### Texto da página
+-------+

Se as grandes transações são as que ganham o holofote, paralelo aos números extraordinários, muitas transações infinitamente menores, na casa de poucos milhares a poucos milhões, também estavam acontecendo. Este público certamente foi muito mais afetado pela pandemia e, portanto, qualquer oportunidade de liquidez era bem-vinda.

Minha aposta é de que, no médio prazo, muitos irão se arrepender de terem vendido seus catálogos. Não me refiro às grandes cifras, mas aos artistas que precisaram levantar recursos às pressas e toparam propostas frequentemente indecentes. Mas este é assunto para outro texto (falo um pouco mais em minha participação na Revista UBC, edição 48).

+-------+

### Dados fornecidos
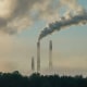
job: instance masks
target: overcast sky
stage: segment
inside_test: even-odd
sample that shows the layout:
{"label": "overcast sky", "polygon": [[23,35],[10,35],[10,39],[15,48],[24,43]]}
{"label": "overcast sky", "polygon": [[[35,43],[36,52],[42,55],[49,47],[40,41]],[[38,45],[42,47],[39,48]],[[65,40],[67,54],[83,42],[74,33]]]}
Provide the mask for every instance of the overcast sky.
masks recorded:
{"label": "overcast sky", "polygon": [[[29,74],[40,32],[66,12],[87,10],[86,4],[87,0],[0,0],[0,72]],[[87,75],[87,25],[65,27],[45,37],[41,70],[48,69],[50,39],[53,67],[60,74]]]}

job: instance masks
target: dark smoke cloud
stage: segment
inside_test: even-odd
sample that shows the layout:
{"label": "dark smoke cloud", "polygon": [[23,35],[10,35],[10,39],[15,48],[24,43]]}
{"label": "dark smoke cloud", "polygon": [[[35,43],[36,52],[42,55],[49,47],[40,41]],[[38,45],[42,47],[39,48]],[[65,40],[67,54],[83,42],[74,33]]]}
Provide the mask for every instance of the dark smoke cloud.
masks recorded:
{"label": "dark smoke cloud", "polygon": [[87,12],[85,10],[77,12],[77,14],[74,15],[72,15],[72,13],[69,13],[65,16],[60,17],[59,21],[49,24],[48,27],[44,28],[44,30],[39,35],[39,40],[52,34],[55,30],[60,30],[64,27],[79,24],[87,24]]}
{"label": "dark smoke cloud", "polygon": [[[38,12],[38,18],[41,14],[50,14],[52,0],[0,0],[0,32],[5,34],[15,34],[34,23],[30,12]],[[48,10],[48,11],[47,11]],[[34,13],[35,13],[34,12]]]}

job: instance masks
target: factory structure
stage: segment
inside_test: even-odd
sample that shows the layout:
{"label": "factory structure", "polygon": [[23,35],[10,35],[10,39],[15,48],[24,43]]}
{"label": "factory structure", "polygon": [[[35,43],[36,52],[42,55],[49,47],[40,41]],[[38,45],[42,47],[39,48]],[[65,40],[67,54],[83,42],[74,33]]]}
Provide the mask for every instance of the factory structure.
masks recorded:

+-------+

### O que fazer
#1 Responda, com base no texto sobre a venda de catálogos:
(a) Em que faixa de valores se situam as transações menores?
(b) A quais artistas se refere a aposta de arrependimento no médio prazo?
(c) Em que publicação e edição o assunto é tratado com mais detalhes?
#2 Prossiga o texto sobre a venda de catálogos a partir do ponto em que ele termina.

### Respostas dos exercícios
#1
(a) Na casa de poucos milhares a poucos milhões.
(b) Aos artistas que precisaram levantar recursos às pressas e toparam propostas frequentemente indecentes.
(c) Na Revista UBC, edição 48.

#2
A soma de tudo isso gerou um certo frenesi ou FOMO que segue estimulando esse movimento que parece não ter freios. Enquanto houver oportunidades gerando retornos satisfatórios haverá dinheiro novo entrando no mercado. Minha primeira dúvida é, por quanto tempo ainda teremos ativos dessa qualidade?

Afinal, se tudo está indo bem, o que levaria a um excesso de liquidez?

Fundos e instituições capitalizadas precisam alocar seus recursos adequadamente. Quando se tem uma tese de investimento focada em um ativo específico, neste caso, ativos musicais, não é desejável que os recursos fiquem parados enquanto os gestores buscam boas oportunidades. No entanto, como este tipo de investimento é muito mais novo do que, por exemplo, ações, comodities ou imóveis, tende-se a buscar um certo nível de conforto em relação ao nível de risco.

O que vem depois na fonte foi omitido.